DÉFI A
Dans l'extrait sur Pinterest ci-dessous, reformulez sous forme de liste le paragraphe qui commence par « Pour attirer encore plus de clients potentiels ». Gardez-en les faits principaux.

Première observation: la fonctionnalité "achat" correspondrait à une véritable demande de la part du public. Plus de huit utilisateurs sur dix auraient déjà conclu une visite sur le site par un achat selon une étude menée pour Pinterest par le cabinet Millward Brown aux Etats-Unis. Même constat, empirique, en France: "nous avons mené organisé des tests auprès d'un panel en France. L'une des jeunes femmes interviewée a immédiatement demandé pourquoi elle ne pouvait pas directement acheter une paire de basket qui lui plaisait".

Il n'y a pas que l'entreprise qui a constaté ce lien. D'une série d'études de l'université américaine de Dartmouth, entre Facebook, Twitter et Pinterest, c'est ce dernier qui incite le plus à l'achat les personnes nées entre 1980 et 2000.

Même s'il ne s'agit pas d'un site d'e-commerce, par essence, le principe de la plateforme - choisir des liens, des images, des astuces "épingables" (la traduction de "pin") débouche logiquement sur un acte d'achat. "La mission de Pinterest est de trouver et sauvegarder des idées créatives", souligne ainsi Stéphanie Tramichek.

  • Produire de l'inspiration

Les "deux tiers des contenus viennent des marques", signale en outre la responsable. Soit parce que des utilisateurs ont fouillé le web et épinglé une image qui leur plait - ce qui nécessite donc au moins pour les sites d'installer cette fonctionnalité - soit parce que la marque a activement publié des "épingles" sur son propre tableau.

Dans ce dernier cas, certains distributeurs comme La Redoute mais aussi les spécialistes du meuble comme Fly y sont actifs. Cela dit, y créer quelques tableaux ne suffit pas vraiment.

Pour attirer encore plus de clients potentiels, les marques sont incitées à s'intéresser davantage aux centres d'intérêt des utilisateurs, qui consultent le site pour des raisons aussi diverses que connaitre des techniques de réalisation de chignon, les bonnes cuissons de la viande ou s'inspirer avant l'aménagement d'un salon d'été. La solution consiste donc à prendre des chemins détournés pour communiquer. C'est le cas de Voyage-SNCF par exemple qui y produit des "tableaux" sur des destinations, comme ici, sur les villages de France.

ENTRÉES EXTRAITES
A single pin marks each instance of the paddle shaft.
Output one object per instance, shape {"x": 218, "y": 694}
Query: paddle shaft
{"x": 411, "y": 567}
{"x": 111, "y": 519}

DÉFI B
Modifiez les enregistrements ci-dessus en remplaçant « paddle shaft » par « paddle blade », sans rien changer d'autre.

RÉPONSE FINALE A
- Pour attirer davantage de clients potentiels, les marques sont incitées à s'intéresser aux centres d'intérêt des utilisateurs.
- Ceux-ci consultent le site pour des raisons variées : techniques de réalisation de chignon, bonnes cuissons de la viande, inspiration pour l'aménagement d'un salon d'été.
- La solution consiste à communiquer par des chemins détournés.
- Exemple : Voyage-SNCF y produit des « tableaux » sur des destinations, comme les villages de France.

RÉPONSE FINALE B
A single pin marks each instance of the paddle blade.
Output one object per instance, shape {"x": 218, "y": 694}
Query: paddle blade
{"x": 411, "y": 567}
{"x": 111, "y": 519}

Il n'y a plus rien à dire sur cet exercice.